(Beginning of MATERIAL SHOWN)
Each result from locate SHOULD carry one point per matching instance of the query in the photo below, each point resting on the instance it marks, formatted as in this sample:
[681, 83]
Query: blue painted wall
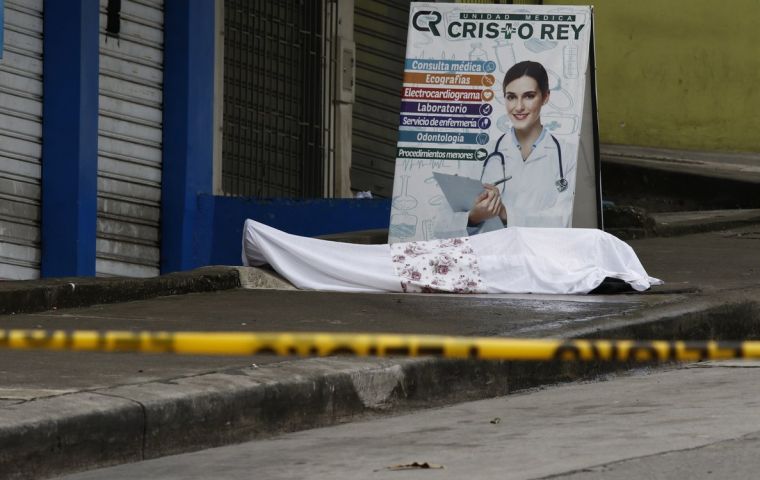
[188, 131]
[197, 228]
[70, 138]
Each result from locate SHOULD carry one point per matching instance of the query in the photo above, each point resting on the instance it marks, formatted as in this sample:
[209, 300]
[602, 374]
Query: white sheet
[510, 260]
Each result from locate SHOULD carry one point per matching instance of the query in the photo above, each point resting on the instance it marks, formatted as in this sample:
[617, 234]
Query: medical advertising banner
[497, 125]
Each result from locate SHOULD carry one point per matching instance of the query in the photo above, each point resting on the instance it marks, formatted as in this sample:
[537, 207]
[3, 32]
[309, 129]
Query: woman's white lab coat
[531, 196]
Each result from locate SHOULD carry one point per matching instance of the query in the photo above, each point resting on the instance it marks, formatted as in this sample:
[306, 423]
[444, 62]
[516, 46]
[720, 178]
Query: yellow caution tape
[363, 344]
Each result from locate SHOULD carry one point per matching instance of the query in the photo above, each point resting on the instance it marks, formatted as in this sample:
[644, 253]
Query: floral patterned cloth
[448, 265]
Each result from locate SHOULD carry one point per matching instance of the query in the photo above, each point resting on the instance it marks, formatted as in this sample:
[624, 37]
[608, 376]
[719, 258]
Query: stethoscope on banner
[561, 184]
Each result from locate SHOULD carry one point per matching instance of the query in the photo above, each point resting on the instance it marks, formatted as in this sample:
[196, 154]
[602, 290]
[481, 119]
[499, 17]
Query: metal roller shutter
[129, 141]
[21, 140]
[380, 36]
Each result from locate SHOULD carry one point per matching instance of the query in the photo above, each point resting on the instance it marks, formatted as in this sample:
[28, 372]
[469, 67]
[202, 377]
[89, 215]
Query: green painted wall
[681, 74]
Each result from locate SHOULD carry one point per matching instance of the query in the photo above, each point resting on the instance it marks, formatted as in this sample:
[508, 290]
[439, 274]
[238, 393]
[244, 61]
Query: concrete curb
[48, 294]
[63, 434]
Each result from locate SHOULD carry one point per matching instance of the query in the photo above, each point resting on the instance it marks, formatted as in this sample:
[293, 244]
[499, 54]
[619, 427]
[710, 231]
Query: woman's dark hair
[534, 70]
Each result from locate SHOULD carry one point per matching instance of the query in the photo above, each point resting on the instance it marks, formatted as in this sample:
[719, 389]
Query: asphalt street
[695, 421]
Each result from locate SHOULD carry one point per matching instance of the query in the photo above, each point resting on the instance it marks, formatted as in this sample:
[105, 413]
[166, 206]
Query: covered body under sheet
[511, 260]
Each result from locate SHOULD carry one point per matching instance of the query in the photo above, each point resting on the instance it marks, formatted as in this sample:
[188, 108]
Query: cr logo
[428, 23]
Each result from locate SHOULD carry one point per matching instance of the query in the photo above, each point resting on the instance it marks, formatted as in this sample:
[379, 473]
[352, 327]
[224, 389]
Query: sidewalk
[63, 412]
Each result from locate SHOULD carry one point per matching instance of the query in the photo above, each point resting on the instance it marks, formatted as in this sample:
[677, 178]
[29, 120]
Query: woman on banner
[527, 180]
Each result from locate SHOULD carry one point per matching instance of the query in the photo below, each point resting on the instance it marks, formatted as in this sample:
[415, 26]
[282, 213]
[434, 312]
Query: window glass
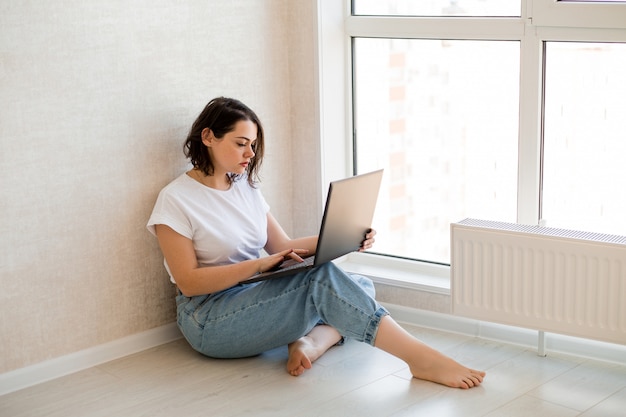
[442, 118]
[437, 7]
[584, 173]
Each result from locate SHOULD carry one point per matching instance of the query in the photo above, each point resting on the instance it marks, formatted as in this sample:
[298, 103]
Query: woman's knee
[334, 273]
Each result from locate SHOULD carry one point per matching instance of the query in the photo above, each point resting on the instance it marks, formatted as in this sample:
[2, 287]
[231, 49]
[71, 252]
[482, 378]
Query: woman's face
(End of MATERIAL SHOWN)
| EXERCISE REQUIREMENTS |
The data above must be reproduced exactly, without any of its pictures.

| TASK RESULT |
Each result from locate SHOULD carry one point per matching instance of the query in the photo below, each point resting on the instance it marks, formatted as in this sample:
[681, 83]
Query: blue painted wall
[188, 131]
[197, 228]
[70, 138]
Each result from locate SHOULD carry one point per matching instance of the query in the photo above, each point resting on the instance it marks, formatted as in this sample:
[209, 300]
[602, 374]
Query: white sheet
[510, 260]
Each result from locate SHOULD carry one point per matching instance of the query in the photo above, each point resting on the instance it marks, formatted as in this sample:
[617, 234]
Query: medical advertising banner
[497, 125]
Each result from locate SHOULD carry one point per matching instance of the query in the photo above, each point resting on the instance it marks, formatted as in this sample:
[537, 207]
[3, 32]
[309, 129]
Query: woman's white lab coat
[531, 196]
Each result from locate SHOULD carry one point per matching instance of the query in the photo above, each point resting on the instance it marks, formatted as in this sample:
[306, 423]
[444, 62]
[516, 46]
[720, 178]
Query: yellow caution tape
[363, 344]
Each result from locate SHOULD carry one point per matching instance of the query in the photo above, each point resting on the instance it marks, formatted as in this sample:
[644, 253]
Query: floral patterned cloth
[448, 265]
Each result from locate SHOULD carry one point per matching instance of the query in the photo above, each point resting on the instance it marks, formatted as in this sample:
[624, 37]
[608, 376]
[719, 258]
Query: stethoscope on banner
[561, 184]
Each result from locate SHOULD carry one point per matching instance of the query in the photo above, each point resting on the instance it marks, formatted as in this sample:
[196, 154]
[602, 290]
[481, 119]
[499, 17]
Query: metal roller shutter
[129, 141]
[21, 140]
[380, 36]
Each result from locate SHOULD carry one point per matching instance of the query in the photo above, each point resting on the instance it marks, formatted as in this sample:
[28, 372]
[469, 67]
[202, 377]
[89, 215]
Query: green painted wall
[681, 74]
Each result from locate SHOULD carry one point per matching instance of the query in the photo above, each point resting on the instance it marks, formatted as in this sample:
[508, 290]
[439, 274]
[238, 393]
[244, 61]
Query: concrete curb
[48, 294]
[63, 434]
Each result from locate SHOULD carry one point per matching instance of the query in the photo above, each point resting on the instance it marks, formatted as in this sample:
[293, 244]
[499, 54]
[619, 427]
[710, 231]
Query: woman's dark hair
[534, 70]
Each result from locate SHOULD carry one point per matching instance of the query in the photo above, each point resting on the instance it marks, formatted as in this sample:
[719, 389]
Query: asphalt street
[695, 421]
Each result from locate SHOULD carry one point per matching instance of the query in the photo above, each point resting on the instance it marks, formatted as in this sample:
[105, 413]
[166, 206]
Query: covered body under sheet
[511, 260]
Each result from locate SHOULD carry one point per matching instance of the query in the photo above, each point resting on the instance it marks, formatted as in this sample:
[188, 108]
Query: cr logo
[428, 23]
Each result from locate SHOULD carry one point per matching instance of the query in the photo above, each point resting on the instance it marks, formatted as in this sample:
[379, 473]
[352, 327]
[224, 389]
Query: sidewalk
[63, 412]
Each result from locate SHOULD carry one point per matching instance of the query in the photo above, each point resting on the instance it marks, formatted as in this sample:
[677, 178]
[29, 120]
Query: woman on banner
[527, 180]
Each result from locate SHOULD carry one point per matching instance of the query in the photo below, each point resting on the instance it marks, formatted as in this sample:
[415, 26]
[282, 213]
[434, 312]
Query: window glass
[442, 118]
[437, 7]
[584, 173]
Each result from locate SHOULD carry one point per matching instance of the query in the photo above, each point resting on the instance it marks, formatted as in this sample:
[298, 103]
Query: woman's knee
[334, 273]
Each result from locate SHOULD carry one point per matching instance of the query in the photo above, each point resting on the instance it marks, formatted as in this sample:
[2, 287]
[231, 49]
[71, 252]
[482, 378]
Query: woman's face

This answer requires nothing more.